- **BRIEF**
Transcribe all records verbatim.

- Opening Delimiter -

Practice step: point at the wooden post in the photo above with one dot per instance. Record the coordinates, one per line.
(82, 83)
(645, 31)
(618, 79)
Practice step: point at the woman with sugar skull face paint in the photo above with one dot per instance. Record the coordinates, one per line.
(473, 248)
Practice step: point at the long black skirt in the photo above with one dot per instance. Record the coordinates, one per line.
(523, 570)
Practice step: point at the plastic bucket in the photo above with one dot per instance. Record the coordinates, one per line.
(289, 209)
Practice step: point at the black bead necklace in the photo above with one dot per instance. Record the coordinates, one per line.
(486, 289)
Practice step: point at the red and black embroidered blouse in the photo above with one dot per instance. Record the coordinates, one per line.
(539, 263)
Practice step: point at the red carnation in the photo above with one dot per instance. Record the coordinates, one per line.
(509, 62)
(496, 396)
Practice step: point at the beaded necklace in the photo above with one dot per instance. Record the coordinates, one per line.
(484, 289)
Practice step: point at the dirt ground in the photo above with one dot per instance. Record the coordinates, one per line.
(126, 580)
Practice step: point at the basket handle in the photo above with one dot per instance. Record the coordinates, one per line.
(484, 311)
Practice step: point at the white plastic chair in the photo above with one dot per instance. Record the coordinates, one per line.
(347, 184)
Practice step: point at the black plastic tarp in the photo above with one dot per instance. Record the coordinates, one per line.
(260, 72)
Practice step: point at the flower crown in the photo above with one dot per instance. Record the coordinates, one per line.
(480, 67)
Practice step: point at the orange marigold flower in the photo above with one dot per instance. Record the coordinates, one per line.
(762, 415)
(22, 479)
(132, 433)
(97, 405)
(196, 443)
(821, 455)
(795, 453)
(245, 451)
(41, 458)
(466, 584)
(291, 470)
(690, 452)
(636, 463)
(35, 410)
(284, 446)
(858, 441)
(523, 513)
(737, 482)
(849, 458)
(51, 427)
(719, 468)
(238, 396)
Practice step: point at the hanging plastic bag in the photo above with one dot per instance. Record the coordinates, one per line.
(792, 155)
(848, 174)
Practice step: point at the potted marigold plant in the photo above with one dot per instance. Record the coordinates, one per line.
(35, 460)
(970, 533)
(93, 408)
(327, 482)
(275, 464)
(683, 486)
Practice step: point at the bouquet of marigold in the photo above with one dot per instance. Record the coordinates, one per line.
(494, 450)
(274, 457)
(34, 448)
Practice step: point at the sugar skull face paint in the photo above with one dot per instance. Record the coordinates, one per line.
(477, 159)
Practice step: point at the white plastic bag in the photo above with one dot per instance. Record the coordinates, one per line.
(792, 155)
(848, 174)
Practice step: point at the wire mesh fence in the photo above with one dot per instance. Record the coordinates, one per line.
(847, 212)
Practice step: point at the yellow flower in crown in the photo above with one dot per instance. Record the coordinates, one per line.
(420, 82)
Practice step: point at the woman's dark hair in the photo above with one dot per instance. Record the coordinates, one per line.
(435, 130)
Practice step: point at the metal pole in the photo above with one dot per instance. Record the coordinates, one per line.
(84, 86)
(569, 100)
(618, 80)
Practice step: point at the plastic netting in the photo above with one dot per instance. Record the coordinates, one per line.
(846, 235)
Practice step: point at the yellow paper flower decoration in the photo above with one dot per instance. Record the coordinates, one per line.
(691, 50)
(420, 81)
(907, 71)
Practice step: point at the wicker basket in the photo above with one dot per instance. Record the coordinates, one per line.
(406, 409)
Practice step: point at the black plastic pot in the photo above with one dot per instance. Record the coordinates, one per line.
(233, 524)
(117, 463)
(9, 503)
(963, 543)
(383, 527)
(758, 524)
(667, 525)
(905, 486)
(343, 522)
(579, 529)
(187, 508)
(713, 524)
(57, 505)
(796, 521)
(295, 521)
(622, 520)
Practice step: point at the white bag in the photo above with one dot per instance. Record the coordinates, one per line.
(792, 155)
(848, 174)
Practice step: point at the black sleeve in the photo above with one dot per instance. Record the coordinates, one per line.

- Closing Delimiter -

- **RESULT**
Practice step: point at the wooden post in the photo above with one dot per instance. Record the coordinates, one per line.
(82, 83)
(645, 31)
(618, 79)
Practice step: point at the woman with sugar skull face paint in the photo above with one dot per instance. Record the coordinates, one per line.
(473, 248)
Practice step: point at the long black skirt in the photo above with one dot per instance. Record the coordinates, one per line.
(523, 570)
Practice step: point at the plastic bucket in the photo above with one dot per instance. Record the coordinates, one per line.
(289, 209)
Practice step: point at the black bead necklace in the photo above with one dot per instance. Record the coordinates, one per line.
(486, 289)
Practice step: point at the red and black embroidered blouse in the photo above with one dot per instance. Record the coordinates, one per line.
(539, 263)
Practice step: point at the red carnation in the photo above with one dot per instance. Record the coordinates, one per line.
(509, 62)
(496, 396)
Practice step: point at the beaded necklace in the photo above with one dot per instance. Record the coordinates, one per line.
(484, 289)
Practice step: point at the dirt ground in the photo above with one dot per instance. Record the coordinates, one per line.
(126, 580)
Practice step: point at the basket handle in the photo above with one dot per instance. Record the coordinates, one per line.
(484, 311)
Practice step: point at the white plastic chair in the photo above with one dot per instance. Record the coordinates, one per line.
(347, 184)
Practice step: point at the black plastic tarp in the photo above with one dot per instance. Record the coordinates, one per line.
(260, 72)
Practice step: point at the flower crown in the photo above with one dot per instance. Record the coordinates, one per line.
(480, 67)
Practice step: point at the orange marigold flower in the photo above with one dot per instance. Record the coordinates, one per line.
(762, 415)
(22, 479)
(132, 433)
(97, 405)
(196, 443)
(821, 455)
(795, 453)
(245, 451)
(41, 458)
(466, 584)
(291, 470)
(690, 452)
(636, 463)
(35, 410)
(284, 446)
(858, 441)
(523, 513)
(737, 482)
(849, 458)
(51, 427)
(719, 468)
(238, 396)
Practice step: point at the hanging plastic bag in the photo above with one dot per instance. Record the coordinates, one per line.
(792, 155)
(848, 174)
Practice step: point at the potted marigold plant in the photo above with one dot per instance. Record the coordinates, one per line.
(35, 460)
(970, 533)
(93, 408)
(327, 482)
(275, 464)
(683, 486)
Practice step: point at the bouquet of marigold in the photo above with one dot per instance. Record the coordinates, one per line.
(494, 450)
(274, 457)
(34, 448)
Practice step: point at the sugar skull face paint in the photo above with one dot per instance. Record the coordinates, one per line.
(477, 159)
Practice step: point at the white plastic bag in the photo above with one dot per instance. Record the coordinates, one per line.
(792, 155)
(848, 174)
Practice step: point at the wire mesh fence in the photo above with one dot per instance. Record the coordinates, one per line.
(847, 212)
Practice step: point at the yellow flower in crown in the photo above with one dot per instance. Record the coordinates, one per line.
(420, 82)
Practice step: point at the woman's dark hair in the photo above with one dot per instance. Record the coordinates, one per line.
(435, 130)
Practice step: point at the metal pole in the photo above with one dot per instance. Record the coordinates, one per line.
(84, 86)
(569, 100)
(618, 80)
Practice step: point at the plastic netting in the photo above with one dot per instance. Record the coordinates, one per line.
(846, 235)
Practice step: point at the yellow paper flower decoration in the photo above with one dot per instance. Record the coordinates, one per line.
(691, 50)
(420, 81)
(907, 71)
Practice step: point at the wicker basket in the photo above with one dot per instance. Record the coordinates, one per line.
(406, 409)
Practice step: point at the black plastic pot in the photo above with one dot per instance. Record the coordinates, one per line.
(233, 524)
(117, 463)
(9, 503)
(963, 543)
(383, 527)
(758, 524)
(667, 525)
(905, 486)
(343, 522)
(579, 529)
(187, 508)
(713, 524)
(57, 505)
(796, 521)
(295, 521)
(622, 520)
Practice step: point at the white bag in the photo above with one dot per instance. Record the coordinates, one per line.
(792, 155)
(848, 174)
Practice step: point at the black sleeve in the photo above with one dot per instance. Record the coordinates, one per line.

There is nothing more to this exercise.